Point annotation dataset records:
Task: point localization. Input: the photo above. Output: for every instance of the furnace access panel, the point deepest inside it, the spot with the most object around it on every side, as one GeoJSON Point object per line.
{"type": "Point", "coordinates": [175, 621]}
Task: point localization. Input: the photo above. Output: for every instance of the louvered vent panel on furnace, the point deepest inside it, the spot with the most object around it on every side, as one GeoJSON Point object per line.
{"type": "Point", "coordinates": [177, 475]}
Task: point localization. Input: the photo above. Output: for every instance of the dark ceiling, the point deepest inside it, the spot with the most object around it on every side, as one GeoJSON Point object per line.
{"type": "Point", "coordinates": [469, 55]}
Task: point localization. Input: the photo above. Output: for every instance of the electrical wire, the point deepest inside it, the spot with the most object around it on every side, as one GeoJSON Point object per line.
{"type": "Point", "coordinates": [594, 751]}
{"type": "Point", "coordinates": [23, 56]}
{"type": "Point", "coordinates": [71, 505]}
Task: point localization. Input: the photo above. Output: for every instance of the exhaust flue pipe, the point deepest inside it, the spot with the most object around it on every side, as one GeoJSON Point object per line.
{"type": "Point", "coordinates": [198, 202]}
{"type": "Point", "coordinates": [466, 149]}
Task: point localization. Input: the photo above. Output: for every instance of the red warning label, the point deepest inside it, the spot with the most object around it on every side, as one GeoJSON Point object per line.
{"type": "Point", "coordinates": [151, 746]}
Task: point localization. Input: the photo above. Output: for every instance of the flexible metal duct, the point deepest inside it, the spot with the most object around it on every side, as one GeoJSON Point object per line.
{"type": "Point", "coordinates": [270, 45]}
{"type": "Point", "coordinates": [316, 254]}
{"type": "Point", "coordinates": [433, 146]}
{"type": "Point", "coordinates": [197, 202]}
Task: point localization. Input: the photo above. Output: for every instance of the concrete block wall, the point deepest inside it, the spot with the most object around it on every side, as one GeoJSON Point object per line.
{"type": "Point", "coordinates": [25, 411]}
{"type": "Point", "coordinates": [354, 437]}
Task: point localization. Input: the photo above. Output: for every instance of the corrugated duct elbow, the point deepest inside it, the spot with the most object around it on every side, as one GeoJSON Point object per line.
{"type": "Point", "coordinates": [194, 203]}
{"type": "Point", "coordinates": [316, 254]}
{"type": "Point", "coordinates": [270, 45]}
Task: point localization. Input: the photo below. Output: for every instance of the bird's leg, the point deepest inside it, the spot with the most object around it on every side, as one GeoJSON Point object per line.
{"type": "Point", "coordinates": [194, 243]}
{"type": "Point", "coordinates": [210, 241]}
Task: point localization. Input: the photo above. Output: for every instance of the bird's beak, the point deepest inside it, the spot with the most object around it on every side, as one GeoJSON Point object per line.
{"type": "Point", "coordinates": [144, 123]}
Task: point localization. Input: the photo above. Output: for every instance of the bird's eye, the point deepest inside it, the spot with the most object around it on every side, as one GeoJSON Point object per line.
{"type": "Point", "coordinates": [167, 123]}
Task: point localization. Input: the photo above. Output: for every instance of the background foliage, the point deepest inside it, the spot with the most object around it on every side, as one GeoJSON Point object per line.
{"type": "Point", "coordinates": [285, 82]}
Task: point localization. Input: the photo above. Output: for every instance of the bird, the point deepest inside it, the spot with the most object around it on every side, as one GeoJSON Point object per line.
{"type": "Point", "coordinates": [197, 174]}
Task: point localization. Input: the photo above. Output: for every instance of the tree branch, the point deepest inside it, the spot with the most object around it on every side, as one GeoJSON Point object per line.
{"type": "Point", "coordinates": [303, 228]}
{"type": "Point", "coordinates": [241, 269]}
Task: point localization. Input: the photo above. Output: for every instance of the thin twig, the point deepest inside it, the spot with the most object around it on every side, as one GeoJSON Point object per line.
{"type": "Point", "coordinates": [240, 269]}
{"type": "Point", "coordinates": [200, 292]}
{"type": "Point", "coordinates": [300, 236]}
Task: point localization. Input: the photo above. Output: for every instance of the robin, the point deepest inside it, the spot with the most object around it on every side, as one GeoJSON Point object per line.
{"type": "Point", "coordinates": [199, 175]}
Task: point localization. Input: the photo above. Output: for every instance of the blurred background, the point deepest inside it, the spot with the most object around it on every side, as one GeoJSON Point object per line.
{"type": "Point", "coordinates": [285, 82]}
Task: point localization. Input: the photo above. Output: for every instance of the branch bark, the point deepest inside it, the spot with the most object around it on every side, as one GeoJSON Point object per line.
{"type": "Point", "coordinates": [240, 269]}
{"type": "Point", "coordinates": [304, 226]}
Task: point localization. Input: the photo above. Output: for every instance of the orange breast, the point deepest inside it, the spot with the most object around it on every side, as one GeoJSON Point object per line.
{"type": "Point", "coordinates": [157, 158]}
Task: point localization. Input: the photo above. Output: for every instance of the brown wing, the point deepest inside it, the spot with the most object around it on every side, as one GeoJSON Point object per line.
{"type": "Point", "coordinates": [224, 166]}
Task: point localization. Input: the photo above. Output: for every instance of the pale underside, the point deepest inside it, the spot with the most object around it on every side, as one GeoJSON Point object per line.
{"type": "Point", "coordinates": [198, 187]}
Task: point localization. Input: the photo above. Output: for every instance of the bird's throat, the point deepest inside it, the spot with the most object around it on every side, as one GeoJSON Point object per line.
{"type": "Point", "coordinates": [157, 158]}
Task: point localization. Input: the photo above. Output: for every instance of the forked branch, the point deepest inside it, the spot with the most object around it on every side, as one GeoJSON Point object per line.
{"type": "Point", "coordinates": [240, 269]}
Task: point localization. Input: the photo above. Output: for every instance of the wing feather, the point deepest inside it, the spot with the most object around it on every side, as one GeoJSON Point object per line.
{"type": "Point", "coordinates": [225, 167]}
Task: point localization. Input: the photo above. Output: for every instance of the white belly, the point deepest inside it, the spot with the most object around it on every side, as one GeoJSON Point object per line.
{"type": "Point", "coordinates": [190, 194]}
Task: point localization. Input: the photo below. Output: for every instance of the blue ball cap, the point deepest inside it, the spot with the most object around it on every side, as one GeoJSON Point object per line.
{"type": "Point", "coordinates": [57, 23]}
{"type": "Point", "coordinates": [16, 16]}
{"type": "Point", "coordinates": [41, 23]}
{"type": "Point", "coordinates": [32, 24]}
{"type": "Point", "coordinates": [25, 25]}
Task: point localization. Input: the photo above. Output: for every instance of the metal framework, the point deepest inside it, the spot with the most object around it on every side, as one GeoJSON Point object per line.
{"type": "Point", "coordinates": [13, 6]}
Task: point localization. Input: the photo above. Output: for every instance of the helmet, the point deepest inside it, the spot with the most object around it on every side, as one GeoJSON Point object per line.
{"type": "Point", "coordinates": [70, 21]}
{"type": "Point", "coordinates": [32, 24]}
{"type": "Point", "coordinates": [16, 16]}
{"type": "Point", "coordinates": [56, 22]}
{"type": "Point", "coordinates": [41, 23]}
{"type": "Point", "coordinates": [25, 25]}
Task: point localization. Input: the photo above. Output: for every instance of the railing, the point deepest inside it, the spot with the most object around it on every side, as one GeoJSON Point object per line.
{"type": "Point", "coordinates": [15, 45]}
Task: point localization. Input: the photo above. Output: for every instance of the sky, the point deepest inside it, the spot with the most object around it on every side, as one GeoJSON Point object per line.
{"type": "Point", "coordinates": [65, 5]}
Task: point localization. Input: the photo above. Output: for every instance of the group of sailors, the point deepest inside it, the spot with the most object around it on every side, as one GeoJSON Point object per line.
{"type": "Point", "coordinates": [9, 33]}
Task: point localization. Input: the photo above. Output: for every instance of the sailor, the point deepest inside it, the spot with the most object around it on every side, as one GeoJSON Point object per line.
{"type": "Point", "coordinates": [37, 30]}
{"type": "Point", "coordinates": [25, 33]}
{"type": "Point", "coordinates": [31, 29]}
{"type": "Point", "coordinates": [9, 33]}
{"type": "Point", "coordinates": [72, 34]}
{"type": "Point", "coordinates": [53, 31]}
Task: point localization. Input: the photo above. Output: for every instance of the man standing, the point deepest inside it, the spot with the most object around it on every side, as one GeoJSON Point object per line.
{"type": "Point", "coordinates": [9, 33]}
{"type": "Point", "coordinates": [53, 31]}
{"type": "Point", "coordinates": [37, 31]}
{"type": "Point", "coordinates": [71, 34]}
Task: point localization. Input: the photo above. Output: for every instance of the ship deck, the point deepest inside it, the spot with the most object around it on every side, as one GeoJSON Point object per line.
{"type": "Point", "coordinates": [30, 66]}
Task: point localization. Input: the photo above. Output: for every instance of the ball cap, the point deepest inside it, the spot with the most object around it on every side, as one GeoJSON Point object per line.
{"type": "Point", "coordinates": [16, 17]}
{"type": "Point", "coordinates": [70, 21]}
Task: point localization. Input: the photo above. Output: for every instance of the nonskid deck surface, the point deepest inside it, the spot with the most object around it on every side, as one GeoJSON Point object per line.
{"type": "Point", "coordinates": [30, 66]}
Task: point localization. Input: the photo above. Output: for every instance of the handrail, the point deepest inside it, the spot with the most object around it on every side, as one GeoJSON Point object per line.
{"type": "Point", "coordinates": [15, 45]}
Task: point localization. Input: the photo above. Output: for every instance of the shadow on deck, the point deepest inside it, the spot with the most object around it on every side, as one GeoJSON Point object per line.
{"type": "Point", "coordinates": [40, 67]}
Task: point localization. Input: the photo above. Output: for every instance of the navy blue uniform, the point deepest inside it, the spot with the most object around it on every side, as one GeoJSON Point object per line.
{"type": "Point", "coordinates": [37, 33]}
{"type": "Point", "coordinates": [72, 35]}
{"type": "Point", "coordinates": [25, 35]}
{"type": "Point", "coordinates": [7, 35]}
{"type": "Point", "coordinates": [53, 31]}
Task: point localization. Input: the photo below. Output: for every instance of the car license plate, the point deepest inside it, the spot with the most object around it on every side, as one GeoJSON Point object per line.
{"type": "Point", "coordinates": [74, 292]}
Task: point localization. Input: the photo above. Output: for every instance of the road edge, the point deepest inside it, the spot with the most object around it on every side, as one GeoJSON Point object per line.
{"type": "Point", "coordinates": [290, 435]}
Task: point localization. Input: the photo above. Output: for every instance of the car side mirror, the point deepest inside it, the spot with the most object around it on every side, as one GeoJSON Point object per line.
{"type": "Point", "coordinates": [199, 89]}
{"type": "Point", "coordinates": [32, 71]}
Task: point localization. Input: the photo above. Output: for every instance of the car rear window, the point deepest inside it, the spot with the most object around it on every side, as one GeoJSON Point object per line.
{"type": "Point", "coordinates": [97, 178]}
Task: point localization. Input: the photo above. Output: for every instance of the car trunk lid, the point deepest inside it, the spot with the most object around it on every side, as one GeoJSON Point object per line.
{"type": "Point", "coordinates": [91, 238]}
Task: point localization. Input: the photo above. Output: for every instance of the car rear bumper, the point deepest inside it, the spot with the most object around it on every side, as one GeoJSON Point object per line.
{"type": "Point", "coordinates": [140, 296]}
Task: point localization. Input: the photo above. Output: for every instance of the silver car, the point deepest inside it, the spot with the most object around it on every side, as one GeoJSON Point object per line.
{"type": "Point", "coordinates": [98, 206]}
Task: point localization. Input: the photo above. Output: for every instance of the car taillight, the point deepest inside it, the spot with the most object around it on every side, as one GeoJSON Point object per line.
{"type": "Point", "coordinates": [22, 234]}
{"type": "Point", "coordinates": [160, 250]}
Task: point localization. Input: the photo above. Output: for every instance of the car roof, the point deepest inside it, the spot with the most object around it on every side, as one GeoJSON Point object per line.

Your instructions:
Beginning at the line containing "rear window, the", repeat each line exactly through the last line of the entries, and include no other lines.

Completed task:
Task: point localization. Input: the photo above. Output: for every instance of the car rear window, the point deepest inside it, the spot with the most object around it on every side, as one GeoJSON Point object per line.
{"type": "Point", "coordinates": [97, 178]}
Task: point localization. Input: the photo above. Output: for every instance of the car trunk lid, the point deepest inside it, the spot with the most object around it on every side, as one GeoJSON Point object per line.
{"type": "Point", "coordinates": [91, 238]}
Task: point localization. Input: the photo above. Output: for every instance of the car rear bumper, the point deepest inside it, the spot with the most object around it on every side, as one GeoJSON Point object per line.
{"type": "Point", "coordinates": [140, 296]}
Task: point localization. Input: the photo above. Output: for every instance of the silver car, the point deepest inside it, the spot with the most object around it on every side, as one GeoJSON Point object per line.
{"type": "Point", "coordinates": [98, 206]}
Task: point localization. Input: the photo above. Output: for every instance of the car taillight, the point deepest inside it, the spot with the most object around it on every side, as one GeoJSON Point object per line.
{"type": "Point", "coordinates": [22, 234]}
{"type": "Point", "coordinates": [160, 250]}
Task: point localization. Input: the photo above. Output: for every instance of the car roof, the point deepest inside it, the spot with the most object around it on every side, as one GeoJSON Point object per line.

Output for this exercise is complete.